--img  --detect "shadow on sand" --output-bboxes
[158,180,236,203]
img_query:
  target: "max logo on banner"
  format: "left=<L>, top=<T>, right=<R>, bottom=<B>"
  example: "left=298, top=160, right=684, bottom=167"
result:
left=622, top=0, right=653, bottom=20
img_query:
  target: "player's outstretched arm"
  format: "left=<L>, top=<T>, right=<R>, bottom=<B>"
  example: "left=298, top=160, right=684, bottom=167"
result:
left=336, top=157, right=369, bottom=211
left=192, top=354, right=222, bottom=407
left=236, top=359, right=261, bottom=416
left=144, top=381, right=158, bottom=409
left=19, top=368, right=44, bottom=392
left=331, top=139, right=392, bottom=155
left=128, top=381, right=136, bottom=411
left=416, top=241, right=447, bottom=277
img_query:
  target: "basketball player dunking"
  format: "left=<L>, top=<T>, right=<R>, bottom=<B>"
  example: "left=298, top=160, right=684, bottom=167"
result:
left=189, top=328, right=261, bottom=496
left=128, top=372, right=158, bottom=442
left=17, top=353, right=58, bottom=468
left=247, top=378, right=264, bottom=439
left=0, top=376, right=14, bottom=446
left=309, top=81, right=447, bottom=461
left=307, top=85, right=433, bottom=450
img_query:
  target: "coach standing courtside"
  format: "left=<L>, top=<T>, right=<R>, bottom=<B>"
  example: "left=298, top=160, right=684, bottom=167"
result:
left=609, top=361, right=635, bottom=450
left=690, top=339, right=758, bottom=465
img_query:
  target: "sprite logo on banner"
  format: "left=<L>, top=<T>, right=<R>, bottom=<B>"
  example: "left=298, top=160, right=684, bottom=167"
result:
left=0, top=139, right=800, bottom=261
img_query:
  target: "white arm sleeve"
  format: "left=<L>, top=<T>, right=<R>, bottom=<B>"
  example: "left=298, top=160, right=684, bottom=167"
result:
▬▬▬▬▬▬
• SET TASK:
Starting at the beginning of the material and ending with the line that contains "left=416, top=241, right=447, bottom=277", write out every line again, requests included, and add -116 to each bounding-box coordinate in the answers, leaving the requests and their format samples unchanged.

• CORRECT ANSWER:
--img  --detect "shadow on sand" --output-bboxes
[42,64,120,87]
img_query:
  target: "max logo on banner"
  format: "left=<L>, top=<T>, right=<R>, bottom=<B>"
  example: "left=298, top=160, right=684, bottom=167"
result:
left=506, top=-116, right=537, bottom=-96
img_query:
  target: "player's outstretched arm"
  format: "left=<L>, top=<T>, right=<R>, bottom=<B>"
  example: "left=298, top=160, right=684, bottom=167"
result:
left=220, top=41, right=253, bottom=95
left=76, top=238, right=106, bottom=291
left=120, top=243, right=145, bottom=300
left=28, top=265, right=42, bottom=293
left=-97, top=252, right=-72, bottom=276
left=215, top=23, right=276, bottom=39
left=12, top=265, right=20, bottom=295
left=300, top=125, right=331, bottom=161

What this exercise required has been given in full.